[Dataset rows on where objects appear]
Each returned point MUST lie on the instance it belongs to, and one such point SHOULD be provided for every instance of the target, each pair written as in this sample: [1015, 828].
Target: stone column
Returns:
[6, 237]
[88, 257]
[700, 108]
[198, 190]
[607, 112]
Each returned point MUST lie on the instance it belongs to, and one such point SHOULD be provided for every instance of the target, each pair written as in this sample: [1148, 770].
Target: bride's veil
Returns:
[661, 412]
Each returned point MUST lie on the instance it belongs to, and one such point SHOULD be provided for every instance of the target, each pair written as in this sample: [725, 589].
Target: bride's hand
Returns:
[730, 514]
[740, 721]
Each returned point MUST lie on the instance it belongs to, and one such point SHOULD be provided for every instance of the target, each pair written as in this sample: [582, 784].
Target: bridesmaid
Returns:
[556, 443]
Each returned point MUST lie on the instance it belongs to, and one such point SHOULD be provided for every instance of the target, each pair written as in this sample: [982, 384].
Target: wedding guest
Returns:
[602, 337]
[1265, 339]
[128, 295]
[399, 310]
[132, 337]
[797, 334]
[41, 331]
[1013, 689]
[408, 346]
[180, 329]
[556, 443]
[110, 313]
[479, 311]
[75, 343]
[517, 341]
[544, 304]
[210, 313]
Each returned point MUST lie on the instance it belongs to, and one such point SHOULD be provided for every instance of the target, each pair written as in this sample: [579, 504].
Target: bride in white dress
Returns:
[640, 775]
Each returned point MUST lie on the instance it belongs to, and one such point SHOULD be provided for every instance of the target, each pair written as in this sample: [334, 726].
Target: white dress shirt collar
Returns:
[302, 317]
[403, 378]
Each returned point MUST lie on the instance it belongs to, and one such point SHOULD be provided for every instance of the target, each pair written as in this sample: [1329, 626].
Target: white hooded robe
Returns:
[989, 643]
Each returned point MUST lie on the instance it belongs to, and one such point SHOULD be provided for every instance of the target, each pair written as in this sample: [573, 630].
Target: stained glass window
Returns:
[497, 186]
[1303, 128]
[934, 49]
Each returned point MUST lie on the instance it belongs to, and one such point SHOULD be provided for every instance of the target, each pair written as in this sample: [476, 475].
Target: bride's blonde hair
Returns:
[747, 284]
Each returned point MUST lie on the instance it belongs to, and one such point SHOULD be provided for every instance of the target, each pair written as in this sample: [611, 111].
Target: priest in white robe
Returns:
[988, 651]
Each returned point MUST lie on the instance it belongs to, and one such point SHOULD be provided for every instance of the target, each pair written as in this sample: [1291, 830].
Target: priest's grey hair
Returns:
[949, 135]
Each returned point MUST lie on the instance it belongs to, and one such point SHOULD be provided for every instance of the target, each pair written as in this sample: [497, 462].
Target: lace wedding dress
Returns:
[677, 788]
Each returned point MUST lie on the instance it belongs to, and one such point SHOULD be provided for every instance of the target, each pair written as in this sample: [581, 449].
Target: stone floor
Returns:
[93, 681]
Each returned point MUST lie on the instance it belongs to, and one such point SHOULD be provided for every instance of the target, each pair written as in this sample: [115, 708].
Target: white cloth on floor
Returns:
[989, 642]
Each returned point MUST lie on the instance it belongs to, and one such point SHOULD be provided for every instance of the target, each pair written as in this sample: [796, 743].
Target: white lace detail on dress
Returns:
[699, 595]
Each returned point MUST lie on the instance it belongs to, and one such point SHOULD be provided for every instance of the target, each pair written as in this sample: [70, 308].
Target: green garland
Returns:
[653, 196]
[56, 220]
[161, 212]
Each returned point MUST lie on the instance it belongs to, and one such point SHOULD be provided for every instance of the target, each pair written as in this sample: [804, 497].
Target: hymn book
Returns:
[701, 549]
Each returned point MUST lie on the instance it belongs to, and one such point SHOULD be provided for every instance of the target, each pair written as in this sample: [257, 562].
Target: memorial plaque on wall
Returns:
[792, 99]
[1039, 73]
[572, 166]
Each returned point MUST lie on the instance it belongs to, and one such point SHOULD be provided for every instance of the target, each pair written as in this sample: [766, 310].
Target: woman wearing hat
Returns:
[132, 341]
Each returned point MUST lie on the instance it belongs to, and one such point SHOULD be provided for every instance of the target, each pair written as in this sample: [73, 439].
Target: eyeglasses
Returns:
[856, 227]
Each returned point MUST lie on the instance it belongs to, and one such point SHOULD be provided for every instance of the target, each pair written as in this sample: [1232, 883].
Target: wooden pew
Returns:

[EXERCISE OBJECTIVE]
Update the lines above so that every "Returns" becomes "Points", leaving everything else untouched.

[ANSWER]
Each returned point MUST lie on the instance it belongs to, and one such point SHOULD be provided for every instance of the target, each pair written as in this sample: [1015, 828].
Target: stone column
Points:
[6, 237]
[88, 257]
[700, 108]
[198, 190]
[607, 112]
Each returned point MUST lie on the instance it belongs to, and one such point SHOULD be provided for every instance of the target, each pair written as in this sample: [1148, 770].
Target: bride's veil
Points:
[661, 412]
Each returned point MUST lie on the instance it belongs to, and one such point SHOULD be provided for every instance of the target, each pair written as in this sample: [725, 589].
Target: bride's hand
Points:
[730, 514]
[740, 721]
Each returned point MUST lie on the instance it belongs to, and one such point SHOULD be provided for every instance of the target, each pair written as in this sample: [582, 784].
Target: bridesmaid
Points:
[556, 443]
Each returned point MUST lie on the instance it belongs to, and one such point SHOULD be provided for every instance of the target, each pair written as in this sample: [982, 384].
Target: wedding guest
Points:
[602, 337]
[1265, 339]
[128, 295]
[399, 310]
[132, 337]
[797, 334]
[41, 331]
[1013, 689]
[408, 346]
[180, 329]
[556, 443]
[110, 313]
[479, 311]
[75, 343]
[517, 341]
[544, 304]
[210, 313]
Each returned point MUST lie on the instance it belongs to, and one such point SHOULD be provided for every instance of the target, each pair written as in this sample: [579, 504].
Target: bride in white dress
Points:
[640, 775]
Each returned point MUST lie on the instance it belongs to, and one such point SHOULD be provided for every instance of the target, each pair written as in this sample: [334, 726].
Target: white dress shirt collar
Points:
[302, 317]
[403, 378]
Each returned point MUST lie on the instance it belongs to, and one such point SHOULD be provided for every instance of the target, each pair written as in this sample: [1329, 626].
Target: white hooded robe
Points:
[989, 643]
Each returned point MUST lie on the instance it belongs to, and one such point SHOULD be provided for every instance of the target, each pair written as in this sample: [573, 630].
Target: stained glass window
Points:
[497, 186]
[1303, 128]
[934, 49]
Each returned point MUST lie on the instance it belongs to, and one such point SHOULD be provided for every instance of the target, each pair written as in this sample: [476, 475].
Target: bride's blonde hair
Points:
[747, 284]
Each returned point MUST lie on the instance it belongs to, and one such point SHOULD be provided for every instance of the target, each pair written as in this sample: [611, 111].
Target: priest in white robe
Points:
[988, 651]
Each returned point MUST lie on the instance it belongs to, and one such point SHOULD be provided for every instance of the target, each pair written as in this sample: [1291, 830].
Target: priest's grey hair
Points:
[949, 135]
Each returned point MUST lie on the instance it belongs to, and one such point SHOULD be provided for every instance of the target, each pair written as in this sample: [497, 462].
Target: lace wedding dress
Points:
[677, 788]
Each returned point MUST lie on the instance it belongs to, and one such point SHOULD be provided for every instance of the target, each pair written as in this sample: [581, 449].
Target: stone floor
Points:
[93, 681]
Each returned point MUST lie on the instance it belongs to, and one such point SHOULD be provided for every instance of the target, each pair written as in this sample: [115, 708].
Target: white cloth on floor
Points:
[989, 642]
Each returned point MUST lie on the instance it belongs to, and one such point SHOULD be provided for every instance of the target, each pair written as in this sample: [796, 743].
Target: white lace detail on dress
Points:
[699, 595]
Each returned point MUST lie on the instance it belongs to, and one such point SHOULD be provided for every instance of the target, each pair written as in this sample: [70, 308].
Target: green garland
Points:
[653, 196]
[56, 220]
[161, 212]
Each returned point MUST lie on the instance it belongs to, and one such point SHOULD be provided for every instance of the target, each pair written as in this sample: [804, 497].
Target: hymn book
Points:
[701, 549]
Each returned point MUST lie on the instance it belongs to, and one such point SHOULD be provided for every instance of the target, each pair written as in this sample: [257, 562].
Target: memorial plaque on wall
Points:
[792, 99]
[1039, 73]
[572, 166]
Each returned point MUST lie on the instance it belongs to, and one such point SHOULD be provided for every instance of the target, each pair written as in this sample: [766, 310].
Target: woman wearing hat
Points:
[132, 341]
Each returned point MUST lie on the instance it belongs to, and one such point SHOULD be provided for every instance of the target, each pair written as in this sample: [73, 439].
Target: eyeglasses
Points:
[856, 227]
Each returned point MUST lie on the instance it belongs to, and one such point SHOULD be provided for every instance of the target, each pair written as in this sample: [1232, 883].
Target: wooden pew
Points:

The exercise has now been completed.